* BEGIN EXERCISE MATERIAL *

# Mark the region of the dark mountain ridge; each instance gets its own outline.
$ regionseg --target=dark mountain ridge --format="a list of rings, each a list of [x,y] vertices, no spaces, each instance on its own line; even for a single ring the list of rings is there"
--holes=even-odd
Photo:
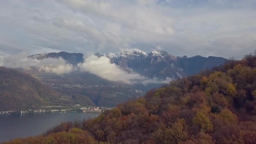
[[[175,56],[165,51],[156,50],[148,53],[141,50],[103,55],[97,53],[95,55],[106,56],[110,59],[112,63],[128,72],[131,69],[142,75],[162,79],[170,77],[176,79],[191,75],[202,70],[220,65],[228,61],[222,57],[212,56],[207,58],[200,56],[190,58],[187,56]],[[38,54],[29,57],[39,59],[62,57],[67,62],[75,65],[84,61],[82,53],[65,52]]]
[[[63,94],[43,84],[26,73],[0,67],[0,111],[20,111],[36,108],[46,105],[72,105],[79,95],[62,98]],[[81,104],[94,105],[90,99],[83,96]]]

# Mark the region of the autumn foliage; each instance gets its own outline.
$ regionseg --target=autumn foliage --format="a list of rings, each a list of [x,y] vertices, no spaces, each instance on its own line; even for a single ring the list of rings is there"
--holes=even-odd
[[[255,144],[256,114],[256,56],[250,54],[172,81],[94,119],[10,143]]]

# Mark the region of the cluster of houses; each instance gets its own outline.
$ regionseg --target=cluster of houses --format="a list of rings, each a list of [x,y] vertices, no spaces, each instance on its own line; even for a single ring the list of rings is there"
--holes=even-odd
[[[76,106],[80,106],[80,105],[76,104]],[[26,114],[31,113],[42,113],[42,112],[56,112],[60,113],[67,112],[79,112],[84,113],[94,113],[100,114],[104,111],[107,109],[111,109],[112,108],[104,108],[104,107],[89,107],[80,108],[75,108],[75,109],[70,108],[67,109],[51,109],[46,110],[29,110],[26,111],[0,111],[0,114],[9,115],[9,114]]]
[[[81,112],[84,113],[97,113],[100,114],[102,110],[100,109],[99,107],[87,107],[81,108],[79,108]]]

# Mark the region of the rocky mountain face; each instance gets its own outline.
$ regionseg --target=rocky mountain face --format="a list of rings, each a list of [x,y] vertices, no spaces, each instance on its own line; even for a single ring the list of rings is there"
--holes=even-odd
[[[128,72],[134,71],[142,75],[150,78],[174,79],[191,75],[206,69],[222,65],[228,60],[222,57],[200,56],[188,58],[175,56],[164,51],[154,50],[146,53],[141,50],[132,52],[108,53],[98,56],[106,56],[111,62],[115,63]],[[83,54],[81,53],[69,53],[62,52],[48,54],[38,54],[29,56],[39,59],[47,58],[62,57],[67,62],[73,65],[83,62]]]
[[[147,53],[138,50],[132,52],[108,53],[102,56],[109,58],[112,63],[124,69],[132,69],[149,77],[173,79],[194,75],[228,61],[214,56],[175,56],[163,51],[153,51]]]

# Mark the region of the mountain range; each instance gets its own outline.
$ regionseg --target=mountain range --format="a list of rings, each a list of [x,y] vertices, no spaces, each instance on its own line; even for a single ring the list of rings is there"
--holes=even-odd
[[[228,61],[214,56],[175,56],[159,51],[97,53],[95,55],[108,58],[111,63],[128,73],[135,72],[145,77],[162,79],[190,75]],[[74,66],[85,60],[82,53],[65,52],[38,54],[29,57],[38,60],[61,57]],[[112,107],[143,96],[144,92],[163,84],[129,85],[107,80],[88,72],[74,71],[60,75],[31,69],[22,71],[0,68],[0,110],[26,109],[56,104]]]
[[[149,78],[162,79],[169,77],[176,79],[191,75],[202,70],[219,66],[228,61],[222,57],[212,56],[207,58],[200,56],[191,57],[176,56],[165,51],[158,50],[148,53],[139,50],[103,55],[97,53],[95,55],[99,57],[105,56],[109,58],[112,63],[115,64],[128,72],[134,71]],[[38,54],[29,57],[38,59],[62,57],[67,62],[73,65],[82,62],[84,59],[82,53],[65,52]]]

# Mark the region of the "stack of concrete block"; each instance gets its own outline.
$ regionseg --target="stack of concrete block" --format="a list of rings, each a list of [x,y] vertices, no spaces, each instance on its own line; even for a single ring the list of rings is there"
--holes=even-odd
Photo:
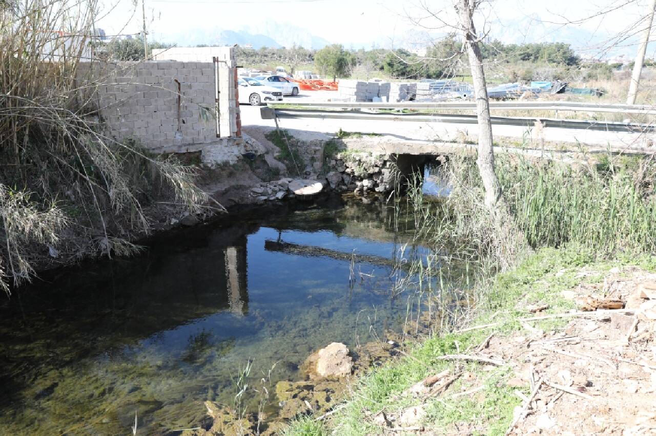
[[[218,64],[220,136],[234,137],[241,134],[236,62],[232,50],[224,51],[226,62]],[[154,150],[217,140],[214,62],[83,62],[79,74],[81,80],[100,83],[96,100],[110,137],[132,138]]]
[[[339,97],[350,101],[367,101],[368,86],[367,82],[340,79],[337,86]]]
[[[367,101],[371,101],[374,98],[379,96],[378,92],[379,90],[380,86],[378,82],[367,82],[367,96],[366,99]]]
[[[383,101],[389,100],[390,84],[389,82],[378,82],[378,96]]]
[[[390,88],[390,101],[407,101],[417,94],[417,83],[392,82]]]

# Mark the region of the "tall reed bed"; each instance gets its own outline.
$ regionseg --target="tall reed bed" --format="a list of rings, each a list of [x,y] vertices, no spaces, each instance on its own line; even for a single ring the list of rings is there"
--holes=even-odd
[[[422,231],[451,256],[490,272],[543,247],[576,245],[602,256],[656,251],[652,158],[570,164],[501,155],[495,166],[503,200],[495,213],[482,204],[474,158],[454,156],[443,170],[453,191],[439,208],[441,218],[427,221]]]
[[[532,247],[574,244],[600,254],[656,251],[651,158],[575,167],[498,160],[506,204]]]
[[[66,225],[89,242],[69,251],[127,253],[129,235],[150,229],[144,207],[155,195],[170,192],[192,210],[204,200],[192,168],[103,134],[94,96],[107,79],[80,68],[92,62],[98,13],[94,0],[0,1],[0,287],[7,291],[49,259],[44,244],[56,255]]]

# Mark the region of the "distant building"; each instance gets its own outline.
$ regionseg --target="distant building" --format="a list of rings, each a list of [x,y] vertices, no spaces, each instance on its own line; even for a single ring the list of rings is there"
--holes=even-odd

* END EXERCISE MATERIAL *

WRITTEN REQUEST:
Count the lines in the data above that contain the string "face", treating uppercase and lowercase as different. Give only the number.

REPLY TO THE EXERCISE:
2